***** Task material *****

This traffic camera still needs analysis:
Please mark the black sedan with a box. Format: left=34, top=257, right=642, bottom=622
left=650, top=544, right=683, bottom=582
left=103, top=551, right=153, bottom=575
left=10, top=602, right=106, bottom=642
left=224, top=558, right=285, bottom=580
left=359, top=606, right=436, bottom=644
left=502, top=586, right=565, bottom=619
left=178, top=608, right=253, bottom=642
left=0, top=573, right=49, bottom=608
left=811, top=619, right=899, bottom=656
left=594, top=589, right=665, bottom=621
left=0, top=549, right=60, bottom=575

*****

Work to do - Can you write out the entire listing again, including its request lines, with every bounding-box coordinate in the answers shifted up by 76, while the numbers in the request's format sample stay the same?

Task output -
This traffic camera still needs analysis:
Please mark the black sedan with a box. Format: left=34, top=257, right=642, bottom=622
left=726, top=620, right=759, bottom=658
left=179, top=627, right=229, bottom=651
left=86, top=678, right=182, bottom=718
left=300, top=634, right=361, bottom=656
left=435, top=682, right=512, bottom=720
left=578, top=662, right=641, bottom=695
left=254, top=684, right=329, bottom=718
left=76, top=649, right=125, bottom=684
left=887, top=695, right=975, bottom=732
left=670, top=665, right=741, bottom=697
left=76, top=625, right=136, bottom=651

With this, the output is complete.